Text block:

____

Further, it can be seen that both element and master stiffness matrices have zero determinant. Hence, they are not invertible in the current form, which means that they are singular. This is also associated with existence of zero eigenvalue. From linear algebra we know that if an eigenvalue of a matrix becomes zero, it’s determinant also becomes zero and hence matrix becomes singular or non-invertible. So, if any eigenvalue becomes zero for stiffness matrix, it would not be possible to invert it and hence no unique solution for displacements can be obtained.

Fig. 14 Singularity of stiffness matrix

However, generally, after applying displacement boundary conditions on element or master stiffness matrix, they don’t have any zero eigenvalues, and hence they become invertible. So, it would be possible to obtain a unique solution for the displacement.

But, this is true only for linear problems! For non-linear problems, even after application of displacement boundary conditions, the stiffness matrix can become singular, or it can suffer a loss of rank. There are many instability phenomenon where such a scenario might occur — like buckling analysis or snap through analysis. In these cases, eigenvalues becomes zero, even after accounting for displacement boundary condition. The corresponding deformation mode is then referred to as an instability mode, which is not a rigid body mode, but still results in a zero eigenvalue.

Positive Definite and Positive Semi-definite Stiffness Matrix

Till now we have concluded that the stiffness matrices are real valued and symmetric (well, at least in the case of linear problems). From linear algebra we know that any real-symmetric matrix has got real eigenvalues and orthogonal eigenvectors. Similarly, stiffness matrices have also got real eigenvalues which are greater than or equal to zero. Due to this reason, stiffness matrices are at least positive semi-definite. So, stiffness matrices prior to the application of boundary conditions are positive semi-definite and non-invertible, because they have at least one zero eigenvalue.

However, after application of displacement boundary conditions, stiffness matrices becomes positive definite with real-positive eigenvalues (except in case of instability problems). Positive definite matrices are invertible, non-singular with all eigenvalues, determinant and sub-determinants greater than zero.

The advantage of working with positive definite stiffness matrix is that it’s eigenvalues, which in turn represents “stiffness” for corresponding eigenvectors (deformation modes) are real and greater than zero. This is so desired because negative stiffness does not make any sense physically and zero stiffness represents either a rigid body mode or an instability mode. In the field of structural mechanics, where we work predominantly with stiffness matrices of structures, it is helpful to work with positive definite matrices because it results in physically sensible eigenvalues (stiffness)and eigenvectors (deformation modes).

____

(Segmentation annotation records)
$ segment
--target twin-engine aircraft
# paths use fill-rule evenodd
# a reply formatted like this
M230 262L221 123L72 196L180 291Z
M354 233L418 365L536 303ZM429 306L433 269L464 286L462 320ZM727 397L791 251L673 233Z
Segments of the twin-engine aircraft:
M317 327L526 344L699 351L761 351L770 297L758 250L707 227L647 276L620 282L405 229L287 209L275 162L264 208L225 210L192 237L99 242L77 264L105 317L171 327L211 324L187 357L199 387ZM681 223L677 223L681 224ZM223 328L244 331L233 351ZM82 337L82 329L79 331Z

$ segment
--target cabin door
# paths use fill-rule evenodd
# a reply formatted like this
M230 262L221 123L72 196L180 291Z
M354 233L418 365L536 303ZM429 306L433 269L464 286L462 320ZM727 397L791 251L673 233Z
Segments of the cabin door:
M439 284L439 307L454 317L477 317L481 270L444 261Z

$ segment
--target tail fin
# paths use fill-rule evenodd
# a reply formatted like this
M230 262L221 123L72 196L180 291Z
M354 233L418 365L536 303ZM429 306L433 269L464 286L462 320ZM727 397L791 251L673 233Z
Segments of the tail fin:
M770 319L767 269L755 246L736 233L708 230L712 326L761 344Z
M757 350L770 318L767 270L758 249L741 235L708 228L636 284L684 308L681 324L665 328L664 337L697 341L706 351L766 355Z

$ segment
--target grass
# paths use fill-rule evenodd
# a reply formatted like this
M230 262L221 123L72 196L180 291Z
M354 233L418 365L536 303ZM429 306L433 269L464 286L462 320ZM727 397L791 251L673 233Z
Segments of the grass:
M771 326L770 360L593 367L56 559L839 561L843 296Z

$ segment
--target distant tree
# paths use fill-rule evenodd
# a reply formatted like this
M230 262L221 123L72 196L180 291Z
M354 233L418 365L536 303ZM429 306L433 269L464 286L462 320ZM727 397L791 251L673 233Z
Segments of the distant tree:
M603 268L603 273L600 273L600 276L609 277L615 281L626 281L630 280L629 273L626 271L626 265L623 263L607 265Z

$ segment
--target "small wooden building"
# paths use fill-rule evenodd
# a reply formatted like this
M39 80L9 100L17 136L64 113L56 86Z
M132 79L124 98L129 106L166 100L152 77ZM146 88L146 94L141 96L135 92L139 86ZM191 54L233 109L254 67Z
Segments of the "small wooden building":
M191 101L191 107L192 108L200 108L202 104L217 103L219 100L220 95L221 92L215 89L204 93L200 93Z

____

What you will do: Write the next part of the text on stiffness matrices, picking up after its final sentence. The records play no part in this exercise.

Result:
Fig. 15 Stiffness matrix as a positive definite and positive semi-definite matrix

Conclusion

In this article part 2 of basics of finite element using direct stiffness method, we covered some mathematical properties and their physical interpretation for an element and a global structural stiffness matrix. We figured out that stiffness matrix has following properties -

  • Real-symmetric
  • Real eigenvalues and orthogonal eigenvectors
  • At least Positive semi-definite

We learnt that the stiffness matrices are singular or non-invertible prior to the application of displacement boundary condition, which means they have at least one zero eigenvalue, which represents either a rigid body movement or an internal free mechanism inside the structure. However, there are cases of instability like buckling or snap through processes, where stiffness matrix becomes singular or non-invertible even after application of displacement boundary conditions. In such cases, there exists deformation modes (eigenvectors) which are not rigid body modes, still corresponding stiffness (eigenvalue) is zero.

All these ideas and concepts actually helps a lot in verifying the results of finite element simulations and it’s computer implementation. Apart from that, they are helpful in gaining a graphical perception of otherwise cryptic numbers and matrices.

I hope you might have learnt something new in this second part. In case you have any questions regarding content of this article or would like to suggest any modifications or corrections, do drop me a message. It would be great to hear your feedback to keep motivating myself to bring more interesting articles in future!

All the best for your learning and see you in next article!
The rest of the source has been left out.